-- Start RECORDS --

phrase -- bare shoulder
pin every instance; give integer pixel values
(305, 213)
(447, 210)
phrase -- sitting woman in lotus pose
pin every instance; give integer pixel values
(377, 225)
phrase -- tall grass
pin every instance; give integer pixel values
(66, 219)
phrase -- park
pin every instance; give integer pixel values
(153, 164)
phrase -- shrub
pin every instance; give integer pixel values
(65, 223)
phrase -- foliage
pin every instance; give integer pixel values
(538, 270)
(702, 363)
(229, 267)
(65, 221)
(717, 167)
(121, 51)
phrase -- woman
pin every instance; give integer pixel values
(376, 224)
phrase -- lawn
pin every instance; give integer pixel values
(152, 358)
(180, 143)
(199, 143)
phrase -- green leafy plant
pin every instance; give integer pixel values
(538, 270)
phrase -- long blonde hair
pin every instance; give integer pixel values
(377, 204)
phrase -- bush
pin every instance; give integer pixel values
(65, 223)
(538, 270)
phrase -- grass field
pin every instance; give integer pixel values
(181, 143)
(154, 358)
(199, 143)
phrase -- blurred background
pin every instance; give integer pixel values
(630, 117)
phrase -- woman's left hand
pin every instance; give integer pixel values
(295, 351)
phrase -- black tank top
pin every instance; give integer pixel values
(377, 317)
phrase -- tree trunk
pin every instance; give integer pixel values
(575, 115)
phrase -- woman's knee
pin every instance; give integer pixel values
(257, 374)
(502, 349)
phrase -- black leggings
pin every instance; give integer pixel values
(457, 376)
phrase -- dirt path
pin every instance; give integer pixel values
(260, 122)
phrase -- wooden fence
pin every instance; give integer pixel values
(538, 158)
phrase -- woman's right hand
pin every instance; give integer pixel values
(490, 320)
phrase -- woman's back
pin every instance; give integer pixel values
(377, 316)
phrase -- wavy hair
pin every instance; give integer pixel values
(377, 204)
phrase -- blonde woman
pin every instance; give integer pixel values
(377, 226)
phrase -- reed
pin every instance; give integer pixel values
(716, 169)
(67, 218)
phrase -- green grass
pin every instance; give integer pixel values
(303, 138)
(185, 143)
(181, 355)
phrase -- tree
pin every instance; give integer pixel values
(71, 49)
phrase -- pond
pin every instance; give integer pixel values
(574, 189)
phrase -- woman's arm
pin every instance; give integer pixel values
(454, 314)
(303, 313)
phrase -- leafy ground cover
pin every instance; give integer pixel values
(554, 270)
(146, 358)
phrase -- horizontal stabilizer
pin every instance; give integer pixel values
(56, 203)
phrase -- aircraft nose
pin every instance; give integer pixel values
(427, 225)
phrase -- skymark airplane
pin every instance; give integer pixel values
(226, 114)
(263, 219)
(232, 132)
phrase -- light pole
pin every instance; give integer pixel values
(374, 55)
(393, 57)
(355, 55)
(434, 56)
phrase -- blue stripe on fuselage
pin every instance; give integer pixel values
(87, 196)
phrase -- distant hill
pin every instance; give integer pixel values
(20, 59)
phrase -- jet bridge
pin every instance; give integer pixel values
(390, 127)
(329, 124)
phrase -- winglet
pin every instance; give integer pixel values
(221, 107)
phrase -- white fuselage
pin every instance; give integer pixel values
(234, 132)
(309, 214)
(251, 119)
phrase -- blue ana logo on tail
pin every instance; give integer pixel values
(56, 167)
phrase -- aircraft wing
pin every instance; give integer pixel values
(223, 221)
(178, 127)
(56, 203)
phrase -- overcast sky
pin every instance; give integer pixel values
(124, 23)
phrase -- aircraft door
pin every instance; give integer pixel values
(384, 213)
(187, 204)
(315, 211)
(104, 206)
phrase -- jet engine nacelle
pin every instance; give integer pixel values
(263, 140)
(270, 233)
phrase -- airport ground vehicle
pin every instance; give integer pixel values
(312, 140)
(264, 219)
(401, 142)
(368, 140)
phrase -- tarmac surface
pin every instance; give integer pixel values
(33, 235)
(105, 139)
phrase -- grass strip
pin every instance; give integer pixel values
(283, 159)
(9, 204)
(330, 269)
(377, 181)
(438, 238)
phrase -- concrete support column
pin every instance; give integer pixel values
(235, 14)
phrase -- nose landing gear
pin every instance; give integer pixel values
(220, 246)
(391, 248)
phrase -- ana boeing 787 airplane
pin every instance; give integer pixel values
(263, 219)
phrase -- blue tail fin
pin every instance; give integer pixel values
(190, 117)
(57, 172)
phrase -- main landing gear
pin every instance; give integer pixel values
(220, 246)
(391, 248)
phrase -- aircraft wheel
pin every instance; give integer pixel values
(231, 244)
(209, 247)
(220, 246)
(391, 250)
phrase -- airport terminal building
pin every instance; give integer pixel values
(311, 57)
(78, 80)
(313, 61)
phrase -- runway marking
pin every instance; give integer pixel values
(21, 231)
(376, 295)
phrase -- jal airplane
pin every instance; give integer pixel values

-- End RECORDS --
-- Start RECORDS --

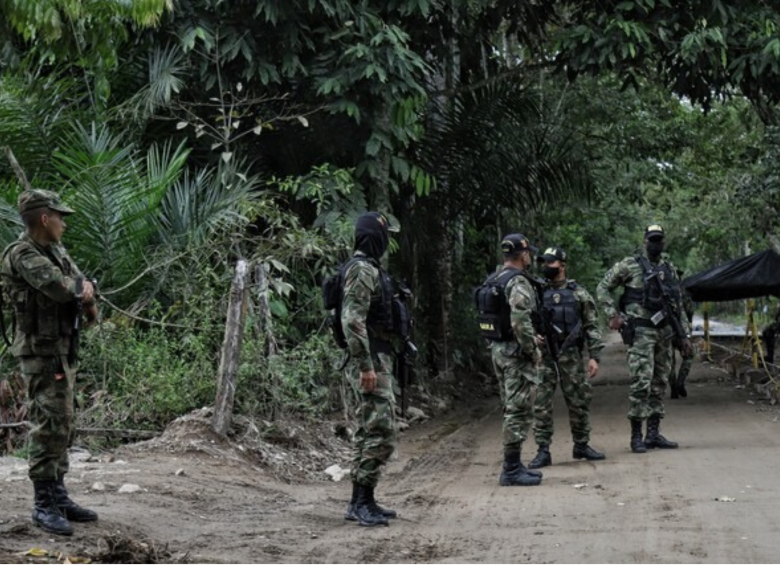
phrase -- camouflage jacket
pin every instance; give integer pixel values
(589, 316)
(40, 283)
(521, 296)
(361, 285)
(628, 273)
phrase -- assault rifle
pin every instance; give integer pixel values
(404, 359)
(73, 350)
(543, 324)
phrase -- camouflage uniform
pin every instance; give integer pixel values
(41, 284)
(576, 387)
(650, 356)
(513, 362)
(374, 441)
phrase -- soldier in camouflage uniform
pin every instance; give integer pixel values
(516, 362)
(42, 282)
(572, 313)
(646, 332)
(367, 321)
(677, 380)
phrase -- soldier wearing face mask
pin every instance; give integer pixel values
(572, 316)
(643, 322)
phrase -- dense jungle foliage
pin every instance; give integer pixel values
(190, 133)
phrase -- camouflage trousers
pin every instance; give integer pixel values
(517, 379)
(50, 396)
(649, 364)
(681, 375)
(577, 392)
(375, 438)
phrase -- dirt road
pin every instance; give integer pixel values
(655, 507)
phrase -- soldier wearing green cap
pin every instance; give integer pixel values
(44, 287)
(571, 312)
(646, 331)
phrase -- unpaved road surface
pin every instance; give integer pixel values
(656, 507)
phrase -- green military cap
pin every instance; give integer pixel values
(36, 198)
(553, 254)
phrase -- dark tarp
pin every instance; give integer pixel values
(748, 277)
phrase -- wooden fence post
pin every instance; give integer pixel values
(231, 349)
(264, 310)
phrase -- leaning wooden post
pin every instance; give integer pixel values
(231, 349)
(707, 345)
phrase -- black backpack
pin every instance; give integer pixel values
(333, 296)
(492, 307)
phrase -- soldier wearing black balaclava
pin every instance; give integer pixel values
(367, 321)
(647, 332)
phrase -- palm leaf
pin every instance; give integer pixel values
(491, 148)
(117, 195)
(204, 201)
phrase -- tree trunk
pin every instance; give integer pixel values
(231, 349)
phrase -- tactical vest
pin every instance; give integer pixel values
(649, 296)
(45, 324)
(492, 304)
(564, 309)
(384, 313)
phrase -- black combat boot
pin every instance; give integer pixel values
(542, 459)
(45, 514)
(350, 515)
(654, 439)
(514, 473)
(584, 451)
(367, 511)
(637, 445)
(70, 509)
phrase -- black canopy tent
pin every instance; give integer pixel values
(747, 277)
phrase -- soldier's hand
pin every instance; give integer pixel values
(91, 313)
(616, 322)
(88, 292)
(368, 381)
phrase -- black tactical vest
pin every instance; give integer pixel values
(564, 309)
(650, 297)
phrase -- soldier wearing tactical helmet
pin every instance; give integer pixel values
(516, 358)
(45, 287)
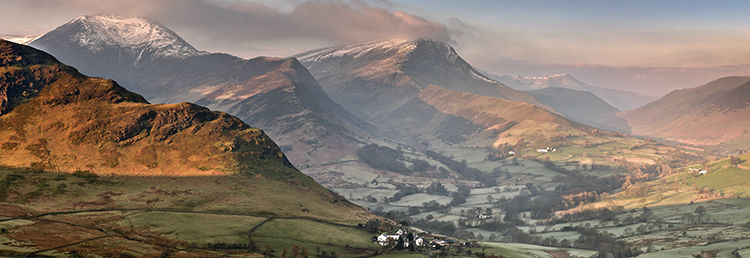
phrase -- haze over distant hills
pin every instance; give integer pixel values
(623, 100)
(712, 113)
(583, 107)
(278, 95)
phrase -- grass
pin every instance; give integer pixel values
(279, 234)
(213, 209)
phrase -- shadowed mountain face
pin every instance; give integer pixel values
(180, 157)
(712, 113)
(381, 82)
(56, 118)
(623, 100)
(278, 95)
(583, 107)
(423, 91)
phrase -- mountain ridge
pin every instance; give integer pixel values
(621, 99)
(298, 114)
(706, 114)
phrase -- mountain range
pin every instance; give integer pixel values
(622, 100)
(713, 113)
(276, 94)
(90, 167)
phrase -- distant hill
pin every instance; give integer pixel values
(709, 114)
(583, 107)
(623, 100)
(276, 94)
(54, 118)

-- End RECORDS --
-- Start RECORDS --

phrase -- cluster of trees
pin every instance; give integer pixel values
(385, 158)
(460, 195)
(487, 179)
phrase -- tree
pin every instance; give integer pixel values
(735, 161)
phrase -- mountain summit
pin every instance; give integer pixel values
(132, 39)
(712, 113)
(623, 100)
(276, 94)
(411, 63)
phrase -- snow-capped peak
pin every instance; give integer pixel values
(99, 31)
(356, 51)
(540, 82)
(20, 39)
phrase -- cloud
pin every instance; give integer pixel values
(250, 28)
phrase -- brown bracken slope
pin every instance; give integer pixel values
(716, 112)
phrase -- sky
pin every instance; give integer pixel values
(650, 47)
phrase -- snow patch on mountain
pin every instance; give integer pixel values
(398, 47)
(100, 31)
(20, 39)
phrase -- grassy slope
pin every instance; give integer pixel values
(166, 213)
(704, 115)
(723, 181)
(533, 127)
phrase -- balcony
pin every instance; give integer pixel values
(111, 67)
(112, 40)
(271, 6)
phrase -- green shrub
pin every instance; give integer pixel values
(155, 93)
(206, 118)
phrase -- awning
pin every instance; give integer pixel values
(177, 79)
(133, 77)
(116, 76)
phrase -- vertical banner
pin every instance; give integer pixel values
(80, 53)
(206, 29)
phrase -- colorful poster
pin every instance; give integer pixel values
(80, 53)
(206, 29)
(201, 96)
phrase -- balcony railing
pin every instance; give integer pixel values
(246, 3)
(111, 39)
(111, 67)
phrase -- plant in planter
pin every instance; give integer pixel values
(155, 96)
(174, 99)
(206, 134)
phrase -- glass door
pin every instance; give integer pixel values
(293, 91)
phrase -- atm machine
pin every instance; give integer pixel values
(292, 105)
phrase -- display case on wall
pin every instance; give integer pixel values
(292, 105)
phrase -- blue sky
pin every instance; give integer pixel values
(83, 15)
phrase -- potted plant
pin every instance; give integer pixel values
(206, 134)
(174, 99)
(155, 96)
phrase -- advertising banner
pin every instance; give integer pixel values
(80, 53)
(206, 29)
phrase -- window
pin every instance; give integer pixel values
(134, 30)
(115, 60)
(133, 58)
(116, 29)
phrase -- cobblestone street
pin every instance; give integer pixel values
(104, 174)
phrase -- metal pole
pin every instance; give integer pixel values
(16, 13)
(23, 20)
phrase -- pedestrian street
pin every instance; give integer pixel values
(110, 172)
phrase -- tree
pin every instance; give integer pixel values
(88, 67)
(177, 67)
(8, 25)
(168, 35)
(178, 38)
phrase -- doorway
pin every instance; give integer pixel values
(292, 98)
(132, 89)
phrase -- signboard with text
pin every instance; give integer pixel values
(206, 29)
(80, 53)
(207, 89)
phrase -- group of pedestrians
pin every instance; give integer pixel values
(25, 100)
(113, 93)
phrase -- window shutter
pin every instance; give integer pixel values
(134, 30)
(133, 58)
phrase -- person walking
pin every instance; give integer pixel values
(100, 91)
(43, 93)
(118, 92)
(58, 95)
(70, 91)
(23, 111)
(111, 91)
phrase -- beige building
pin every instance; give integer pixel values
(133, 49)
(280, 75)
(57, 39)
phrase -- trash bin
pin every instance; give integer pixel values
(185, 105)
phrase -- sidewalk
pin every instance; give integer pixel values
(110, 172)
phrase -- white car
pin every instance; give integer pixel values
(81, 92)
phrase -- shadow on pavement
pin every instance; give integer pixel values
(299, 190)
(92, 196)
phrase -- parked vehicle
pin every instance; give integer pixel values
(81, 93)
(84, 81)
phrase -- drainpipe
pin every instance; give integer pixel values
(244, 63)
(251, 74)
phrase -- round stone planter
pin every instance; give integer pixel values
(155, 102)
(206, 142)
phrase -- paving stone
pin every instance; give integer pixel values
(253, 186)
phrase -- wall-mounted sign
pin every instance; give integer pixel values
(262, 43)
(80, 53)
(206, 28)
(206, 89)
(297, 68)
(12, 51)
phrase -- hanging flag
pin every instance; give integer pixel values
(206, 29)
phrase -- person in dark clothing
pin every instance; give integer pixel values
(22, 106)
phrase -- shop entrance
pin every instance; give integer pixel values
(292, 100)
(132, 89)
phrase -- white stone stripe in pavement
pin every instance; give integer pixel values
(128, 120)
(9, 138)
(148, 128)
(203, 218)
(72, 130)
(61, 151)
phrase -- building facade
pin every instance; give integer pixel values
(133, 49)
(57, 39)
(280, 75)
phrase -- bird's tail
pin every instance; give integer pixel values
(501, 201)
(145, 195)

-- End RECORDS --

» **EXERCISE AIM**
Gather every line in the rows above that contains the word "gear", and copy each one unchanged.

» **SOLVED PROBLEM**
phrase -- nose landing gear
phrase -- main landing gear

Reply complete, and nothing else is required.